(Exercise data Opens)
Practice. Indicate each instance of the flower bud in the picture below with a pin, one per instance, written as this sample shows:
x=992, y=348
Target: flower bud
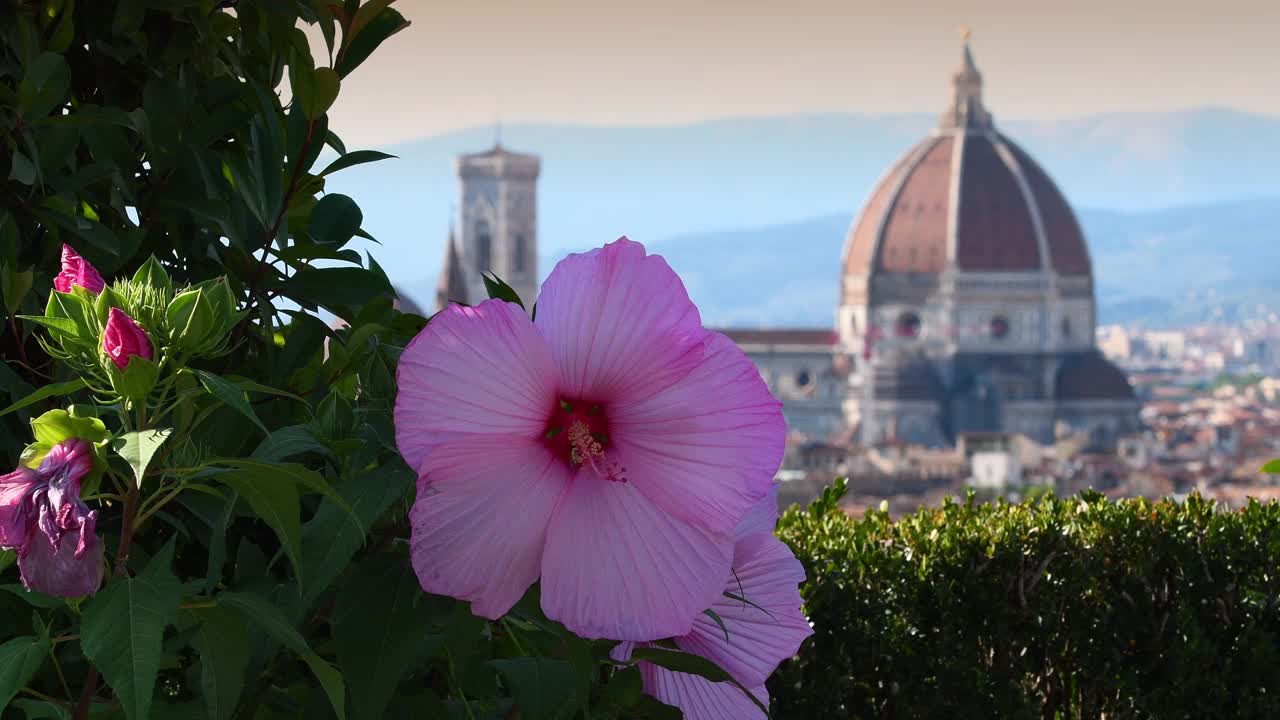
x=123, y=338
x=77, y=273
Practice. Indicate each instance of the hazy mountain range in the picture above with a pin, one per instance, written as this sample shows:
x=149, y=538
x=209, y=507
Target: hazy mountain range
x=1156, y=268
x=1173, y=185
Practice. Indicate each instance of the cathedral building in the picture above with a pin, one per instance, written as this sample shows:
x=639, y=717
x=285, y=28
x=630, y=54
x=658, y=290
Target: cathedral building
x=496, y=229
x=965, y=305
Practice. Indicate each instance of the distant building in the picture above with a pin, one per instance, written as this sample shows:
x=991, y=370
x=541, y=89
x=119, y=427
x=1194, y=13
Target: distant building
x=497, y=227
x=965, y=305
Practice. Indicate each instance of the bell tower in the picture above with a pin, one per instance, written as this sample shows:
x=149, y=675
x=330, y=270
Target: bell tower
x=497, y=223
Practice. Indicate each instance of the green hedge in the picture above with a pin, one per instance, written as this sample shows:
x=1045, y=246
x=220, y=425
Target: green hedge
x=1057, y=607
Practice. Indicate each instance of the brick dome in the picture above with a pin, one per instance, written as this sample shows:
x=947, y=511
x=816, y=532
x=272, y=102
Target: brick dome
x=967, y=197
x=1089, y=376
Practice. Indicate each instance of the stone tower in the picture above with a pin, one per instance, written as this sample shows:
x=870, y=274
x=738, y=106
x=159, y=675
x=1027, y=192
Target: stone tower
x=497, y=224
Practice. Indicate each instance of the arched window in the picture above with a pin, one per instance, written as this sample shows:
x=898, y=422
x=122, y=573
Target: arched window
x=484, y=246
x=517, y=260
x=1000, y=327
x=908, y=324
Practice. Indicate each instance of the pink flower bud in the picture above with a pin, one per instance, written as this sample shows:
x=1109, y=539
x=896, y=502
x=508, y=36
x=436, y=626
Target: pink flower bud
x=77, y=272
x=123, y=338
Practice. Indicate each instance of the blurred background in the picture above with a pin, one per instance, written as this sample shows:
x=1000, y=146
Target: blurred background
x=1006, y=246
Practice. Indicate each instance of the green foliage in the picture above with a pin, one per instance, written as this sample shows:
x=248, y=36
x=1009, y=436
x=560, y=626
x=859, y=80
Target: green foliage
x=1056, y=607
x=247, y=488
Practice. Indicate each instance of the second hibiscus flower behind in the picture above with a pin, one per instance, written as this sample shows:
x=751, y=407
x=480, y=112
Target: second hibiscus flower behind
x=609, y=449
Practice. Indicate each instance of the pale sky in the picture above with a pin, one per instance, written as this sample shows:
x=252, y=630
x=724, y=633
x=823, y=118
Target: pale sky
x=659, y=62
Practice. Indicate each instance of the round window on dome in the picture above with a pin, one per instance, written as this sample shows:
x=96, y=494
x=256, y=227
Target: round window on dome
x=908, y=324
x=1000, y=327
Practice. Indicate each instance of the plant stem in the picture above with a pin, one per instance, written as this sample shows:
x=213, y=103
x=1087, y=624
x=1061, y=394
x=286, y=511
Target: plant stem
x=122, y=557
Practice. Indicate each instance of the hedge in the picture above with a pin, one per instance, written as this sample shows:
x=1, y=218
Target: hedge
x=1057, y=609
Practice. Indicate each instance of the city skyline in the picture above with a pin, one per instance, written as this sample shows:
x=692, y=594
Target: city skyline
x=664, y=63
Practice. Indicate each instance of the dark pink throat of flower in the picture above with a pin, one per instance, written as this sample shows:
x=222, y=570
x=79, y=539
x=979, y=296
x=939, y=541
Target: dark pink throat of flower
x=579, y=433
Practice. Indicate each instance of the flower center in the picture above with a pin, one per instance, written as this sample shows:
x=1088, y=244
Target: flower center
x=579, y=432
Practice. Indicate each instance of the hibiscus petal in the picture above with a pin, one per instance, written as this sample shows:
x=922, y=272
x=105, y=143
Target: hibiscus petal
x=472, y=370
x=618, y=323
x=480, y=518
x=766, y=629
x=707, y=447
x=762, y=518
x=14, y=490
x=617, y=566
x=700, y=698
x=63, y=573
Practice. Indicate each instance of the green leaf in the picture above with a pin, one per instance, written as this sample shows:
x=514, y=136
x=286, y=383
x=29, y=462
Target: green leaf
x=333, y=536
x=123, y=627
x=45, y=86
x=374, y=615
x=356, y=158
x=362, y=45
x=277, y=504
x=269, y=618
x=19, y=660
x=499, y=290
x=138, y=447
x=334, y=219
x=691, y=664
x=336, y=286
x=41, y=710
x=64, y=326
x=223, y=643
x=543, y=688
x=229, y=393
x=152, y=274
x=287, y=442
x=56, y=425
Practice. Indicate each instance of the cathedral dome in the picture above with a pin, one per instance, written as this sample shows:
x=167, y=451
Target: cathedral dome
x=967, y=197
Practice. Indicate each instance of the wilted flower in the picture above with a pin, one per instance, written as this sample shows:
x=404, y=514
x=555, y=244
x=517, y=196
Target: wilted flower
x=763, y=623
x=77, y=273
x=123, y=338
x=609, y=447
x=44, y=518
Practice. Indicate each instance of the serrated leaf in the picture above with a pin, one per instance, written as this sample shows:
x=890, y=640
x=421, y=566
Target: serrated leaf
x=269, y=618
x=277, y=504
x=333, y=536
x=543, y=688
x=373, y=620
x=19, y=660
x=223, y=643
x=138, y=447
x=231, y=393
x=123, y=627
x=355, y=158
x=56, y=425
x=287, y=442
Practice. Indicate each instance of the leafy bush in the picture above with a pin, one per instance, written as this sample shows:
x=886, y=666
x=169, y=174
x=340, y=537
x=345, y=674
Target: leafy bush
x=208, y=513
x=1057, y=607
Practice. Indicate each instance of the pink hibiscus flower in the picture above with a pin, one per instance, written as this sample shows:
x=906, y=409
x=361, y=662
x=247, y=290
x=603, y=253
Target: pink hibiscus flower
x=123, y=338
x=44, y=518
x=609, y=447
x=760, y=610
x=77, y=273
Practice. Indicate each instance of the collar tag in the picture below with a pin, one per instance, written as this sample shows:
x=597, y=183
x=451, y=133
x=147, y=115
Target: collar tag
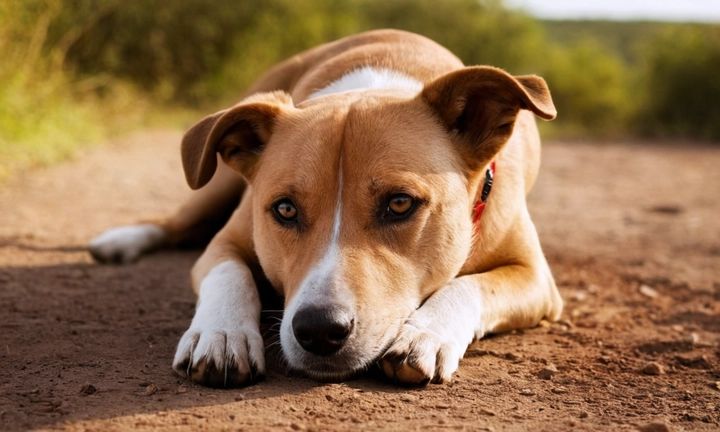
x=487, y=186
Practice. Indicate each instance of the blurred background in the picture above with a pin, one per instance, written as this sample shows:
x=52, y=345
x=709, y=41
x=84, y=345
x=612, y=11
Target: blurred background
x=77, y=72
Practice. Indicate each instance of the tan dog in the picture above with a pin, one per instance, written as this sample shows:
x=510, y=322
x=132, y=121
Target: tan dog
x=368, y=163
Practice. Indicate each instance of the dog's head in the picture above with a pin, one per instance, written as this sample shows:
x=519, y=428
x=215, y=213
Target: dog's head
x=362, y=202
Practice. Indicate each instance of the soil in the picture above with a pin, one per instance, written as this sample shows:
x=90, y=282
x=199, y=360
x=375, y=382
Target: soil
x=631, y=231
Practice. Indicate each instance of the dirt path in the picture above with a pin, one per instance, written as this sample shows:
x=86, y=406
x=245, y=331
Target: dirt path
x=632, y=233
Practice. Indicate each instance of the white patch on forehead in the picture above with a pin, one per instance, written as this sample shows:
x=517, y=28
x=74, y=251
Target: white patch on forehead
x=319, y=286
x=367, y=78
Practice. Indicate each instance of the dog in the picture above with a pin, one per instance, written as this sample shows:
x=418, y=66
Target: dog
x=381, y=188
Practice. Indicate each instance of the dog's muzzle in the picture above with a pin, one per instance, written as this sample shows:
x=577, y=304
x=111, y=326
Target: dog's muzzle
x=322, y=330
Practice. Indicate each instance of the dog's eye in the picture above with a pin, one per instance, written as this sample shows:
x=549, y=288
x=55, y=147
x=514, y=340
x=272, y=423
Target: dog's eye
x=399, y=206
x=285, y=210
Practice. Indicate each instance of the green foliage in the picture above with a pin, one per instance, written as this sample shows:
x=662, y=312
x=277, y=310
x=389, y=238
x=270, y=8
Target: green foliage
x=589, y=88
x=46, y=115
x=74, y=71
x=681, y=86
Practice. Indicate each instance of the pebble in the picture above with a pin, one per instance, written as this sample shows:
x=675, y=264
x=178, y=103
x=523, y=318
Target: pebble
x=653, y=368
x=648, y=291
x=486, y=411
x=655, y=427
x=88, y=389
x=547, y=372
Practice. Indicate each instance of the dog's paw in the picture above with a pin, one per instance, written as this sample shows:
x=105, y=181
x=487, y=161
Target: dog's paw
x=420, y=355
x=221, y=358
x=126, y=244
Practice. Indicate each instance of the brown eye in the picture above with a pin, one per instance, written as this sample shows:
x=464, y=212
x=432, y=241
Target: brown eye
(Exercise data Closes)
- _Work task_: Extract every line containing the string "below" from the material.

- _Answer area_:
Practice. Indicate each instance of the flower bud in the picture below with a pin, one per instance, written as this sample shows:
Practice. Indicate each instance of the collar tag in the picture below with a pin, one per instance, written as this sample shows:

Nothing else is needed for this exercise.